New York State Court of Claims

New York State Court of Claims

HANSON AGGREGATES v. NEW YORK STATE THRUWAY AUTHORITY, #2008-015-070, Claim No. 115013, Motion No. M-74968


Synopsis


In an action for breach of contract arising out of two construction contracts, summary judgment on liability was granted in favor of the claimant on one contract but denied on the other. Court held defendant may not defeat summary judgment by the assertion of a right to set off which was not pleaded as an affirmative defense or counterclaim.

Case Information

UID:
2008-015-070
Claimant(s):
HANSON AGGREGATES NEW YORK, INC.
Claimant short name:
HANSON AGGREGATES
Footnote (claimant name) :

Defendant(s):
NEW YORK STATE THRUWAY AUTHORITY
Footnote (defendant name) :

Third-party claimant(s):

Third-party defendant(s):

Claim number(s):
115013
Motion number(s):
M-74968
Cross-motion number(s):

Judge:
FRANCIS T. COLLINS
Claimant’s attorney:
Gates & Adams, P.C.By: Anthony J. Adams, Jr., Esquire
Defendant’s attorney:
Honorable Andrew M. Cuomo, Attorney General
By: Eidin Beirne, EsquireAssistant Attorney General
Third-party defendant’s attorney:

Signature date:
September 26, 2008
City:
Saratoga Springs
Comments:

Official citation:

Appellate results:

See also (multicaptioned case)

RECORDED DATA:
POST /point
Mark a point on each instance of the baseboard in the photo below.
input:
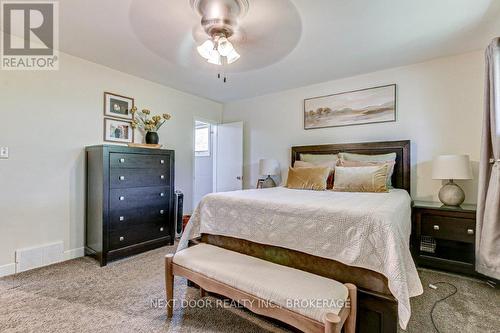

SHORT EXERCISE:
For each statement, answer yes or no on whether it agrees with the Hanson Aggregates case page, and quote the words from the page that settle it.
1. Summary judgment on liability was granted to the claimant on both contracts.
2. The judge in the case was Francis T. Collins.
3. The signature date is September 26, 2008.
These lines are separate material and are not part of the court case page.

ANSWER FOR THE TASK:
1. No: "summary judgment on liability was granted in favor of the claimant on one contract but denied on the other"
2. Yes: "FRANCIS T. COLLINS"
3. Yes: "September 26, 2008"